(DATA SUPPLIED Opens)
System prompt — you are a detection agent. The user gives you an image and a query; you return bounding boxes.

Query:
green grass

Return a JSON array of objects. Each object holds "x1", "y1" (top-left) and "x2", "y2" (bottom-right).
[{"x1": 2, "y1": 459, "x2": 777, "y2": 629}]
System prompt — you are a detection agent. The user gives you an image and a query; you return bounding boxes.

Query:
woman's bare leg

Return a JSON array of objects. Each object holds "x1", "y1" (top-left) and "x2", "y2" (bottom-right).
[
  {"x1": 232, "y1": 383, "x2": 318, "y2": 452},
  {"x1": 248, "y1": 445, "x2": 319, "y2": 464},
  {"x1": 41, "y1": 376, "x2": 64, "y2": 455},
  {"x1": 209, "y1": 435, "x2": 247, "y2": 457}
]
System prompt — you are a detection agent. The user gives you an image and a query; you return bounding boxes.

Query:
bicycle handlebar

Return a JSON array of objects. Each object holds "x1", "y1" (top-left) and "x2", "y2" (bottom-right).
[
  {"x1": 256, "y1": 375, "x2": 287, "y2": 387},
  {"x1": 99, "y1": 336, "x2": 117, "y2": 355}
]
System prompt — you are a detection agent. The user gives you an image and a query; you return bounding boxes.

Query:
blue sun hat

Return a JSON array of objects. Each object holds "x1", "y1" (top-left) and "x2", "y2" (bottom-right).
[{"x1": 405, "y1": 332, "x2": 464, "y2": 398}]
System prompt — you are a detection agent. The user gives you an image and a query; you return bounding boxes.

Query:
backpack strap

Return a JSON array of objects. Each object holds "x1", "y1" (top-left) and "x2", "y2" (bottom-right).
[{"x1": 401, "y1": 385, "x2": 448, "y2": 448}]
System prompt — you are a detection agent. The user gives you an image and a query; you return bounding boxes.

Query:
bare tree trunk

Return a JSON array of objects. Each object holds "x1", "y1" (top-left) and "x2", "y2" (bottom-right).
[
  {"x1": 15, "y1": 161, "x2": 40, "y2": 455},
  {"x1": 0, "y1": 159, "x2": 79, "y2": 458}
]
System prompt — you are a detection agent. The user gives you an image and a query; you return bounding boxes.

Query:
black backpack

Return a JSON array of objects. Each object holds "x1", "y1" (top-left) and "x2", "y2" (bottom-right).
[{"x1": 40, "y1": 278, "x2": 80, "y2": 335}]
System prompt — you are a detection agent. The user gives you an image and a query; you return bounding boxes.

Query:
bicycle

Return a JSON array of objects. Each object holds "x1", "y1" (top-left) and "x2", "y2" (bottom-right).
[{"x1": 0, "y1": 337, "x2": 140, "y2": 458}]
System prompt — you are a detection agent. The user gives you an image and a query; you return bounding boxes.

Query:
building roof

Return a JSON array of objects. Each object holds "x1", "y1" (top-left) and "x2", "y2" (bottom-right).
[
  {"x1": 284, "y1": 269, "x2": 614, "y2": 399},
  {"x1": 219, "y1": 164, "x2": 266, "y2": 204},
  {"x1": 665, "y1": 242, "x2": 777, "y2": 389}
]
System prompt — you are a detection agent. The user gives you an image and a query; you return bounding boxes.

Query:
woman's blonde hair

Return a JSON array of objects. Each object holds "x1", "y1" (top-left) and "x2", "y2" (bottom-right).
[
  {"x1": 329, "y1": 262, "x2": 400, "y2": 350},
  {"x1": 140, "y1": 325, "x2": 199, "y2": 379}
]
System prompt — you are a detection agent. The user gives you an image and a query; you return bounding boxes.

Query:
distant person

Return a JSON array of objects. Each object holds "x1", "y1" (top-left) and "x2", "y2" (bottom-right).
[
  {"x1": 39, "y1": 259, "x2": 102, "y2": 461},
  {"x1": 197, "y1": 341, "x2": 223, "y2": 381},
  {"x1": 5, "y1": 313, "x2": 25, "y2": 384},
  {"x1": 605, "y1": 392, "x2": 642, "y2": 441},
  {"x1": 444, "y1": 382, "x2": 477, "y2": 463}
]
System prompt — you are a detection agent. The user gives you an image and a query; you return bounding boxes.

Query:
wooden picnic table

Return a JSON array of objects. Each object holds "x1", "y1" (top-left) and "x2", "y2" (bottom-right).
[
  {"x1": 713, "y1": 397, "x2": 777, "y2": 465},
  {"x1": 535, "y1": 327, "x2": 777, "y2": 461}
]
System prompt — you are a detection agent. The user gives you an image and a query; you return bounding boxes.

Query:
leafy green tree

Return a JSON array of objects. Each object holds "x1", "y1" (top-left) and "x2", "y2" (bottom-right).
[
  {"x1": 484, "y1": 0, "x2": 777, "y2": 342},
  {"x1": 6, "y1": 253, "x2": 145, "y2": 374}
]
(DATA SUPPLIED Closes)
• **WHAT TO PRODUCE**: Transcribe every entry, keeping each line exactly as it reads.

• **EXPECTED ANSWER**:
System prompt — you are a detection agent. The user gives you an image and a query; you return bounding boxes.

Query:
green grass

Return a JSON array of objects. Each object holds "x1", "y1" (top-left) and "x2", "y2" (bottom-right).
[{"x1": 2, "y1": 459, "x2": 777, "y2": 629}]
System prompt — you are a detection agent. The user gives you an image and a query; you return bounding boxes.

Query:
woman's bare leg

Return a JSON array of objects. Each object holds "x1", "y1" (top-left) and "x2", "y2" (bottom-right).
[
  {"x1": 232, "y1": 383, "x2": 318, "y2": 452},
  {"x1": 248, "y1": 445, "x2": 319, "y2": 464},
  {"x1": 41, "y1": 376, "x2": 64, "y2": 455},
  {"x1": 209, "y1": 435, "x2": 247, "y2": 457}
]
System prompt — you are a detection agent. The user gives you an image and a query; you return bounding boxes.

Query:
bicycle handlebar

Return a JSON array of objects. Each object holds "x1", "y1" (top-left) and "x2", "y2" (bottom-right).
[
  {"x1": 256, "y1": 375, "x2": 287, "y2": 387},
  {"x1": 99, "y1": 336, "x2": 117, "y2": 355}
]
System prompt — you are a detection agent. The user gives you an image and a query; you return bounding boxes.

Query:
blue sun hat

Return a JSON array of objects. Each object holds "x1", "y1" (top-left) and "x2", "y2" (bottom-right).
[{"x1": 405, "y1": 332, "x2": 464, "y2": 398}]
System prompt — you are a detection agent. The user gives you an image and a query; you return bounding boxes.

Query:
backpack strap

Return a JSON array of objects. Each object holds "x1", "y1" (top-left) and "x2", "y2" (bottom-right).
[{"x1": 401, "y1": 385, "x2": 448, "y2": 448}]
System prompt — you are a detection agent. The user gives you an image and a query; you return bounding boxes.

Query:
bare tree trunk

Return a JSON array of objects. Each object holds "x1", "y1" (top-left) and "x2", "y2" (bottom-right).
[
  {"x1": 15, "y1": 161, "x2": 40, "y2": 455},
  {"x1": 0, "y1": 159, "x2": 79, "y2": 458}
]
System prompt — you are a detection agent. The user gives you an image and a query; you return bounding boxes.

Query:
black backpack

Return a JSON array of objects. Each object holds "x1", "y1" (top-left) and "x2", "y2" (bottom-right).
[{"x1": 40, "y1": 278, "x2": 80, "y2": 335}]
System prompt — you are a detection agent. The user gives you an image and a query; you return bounding boxes.

Query:
bicycle

Return a JSON array of objects. Each object holds "x1", "y1" (top-left) and "x2", "y2" (bottom-right).
[{"x1": 0, "y1": 337, "x2": 140, "y2": 458}]
System prompt — you are a detection agent. The user gives you an image and a query; you return bounding boxes.

Query:
building roof

Return a JSON array of objects. Each object holds "x1", "y1" (top-left) and "x2", "y2" (bottom-right).
[
  {"x1": 284, "y1": 269, "x2": 614, "y2": 399},
  {"x1": 219, "y1": 164, "x2": 266, "y2": 204},
  {"x1": 665, "y1": 242, "x2": 777, "y2": 389}
]
System prompt — you are a detection agent. The user gives you an image and a query; you return bounding boxes.

Query:
woman's blonde hair

Return a JSON array of objects. Each object holds "x1", "y1" (top-left) and "x2", "y2" (bottom-right).
[
  {"x1": 329, "y1": 262, "x2": 400, "y2": 350},
  {"x1": 140, "y1": 325, "x2": 199, "y2": 379}
]
System prompt — you are a detection agent. The user gives you an image and a query; you return bounding boxes.

Query:
distant person

Return a JSON array of objects. Each object holds "x1", "y1" (top-left) and "x2", "y2" (bottom-right).
[
  {"x1": 39, "y1": 259, "x2": 102, "y2": 461},
  {"x1": 197, "y1": 341, "x2": 223, "y2": 381},
  {"x1": 5, "y1": 313, "x2": 25, "y2": 384},
  {"x1": 605, "y1": 392, "x2": 642, "y2": 441},
  {"x1": 444, "y1": 382, "x2": 477, "y2": 463}
]
System prompt — you are a detection agent. The user gives you an image and a query; you return bounding boxes.

Query:
wooden picnic table

Return a JSON array of objects. Each object holds "x1", "y1" (top-left) and "x2", "y2" (bottom-right).
[
  {"x1": 713, "y1": 397, "x2": 777, "y2": 465},
  {"x1": 535, "y1": 327, "x2": 777, "y2": 461}
]
System prompt — you are a detection agent. The user gives you an image and a query; you return bounding boxes.

Query:
leafy green tree

Return a JSON array of objects. Each object holds "x1", "y1" (top-left) and "x2", "y2" (bottom-right).
[
  {"x1": 484, "y1": 0, "x2": 777, "y2": 342},
  {"x1": 6, "y1": 253, "x2": 145, "y2": 374}
]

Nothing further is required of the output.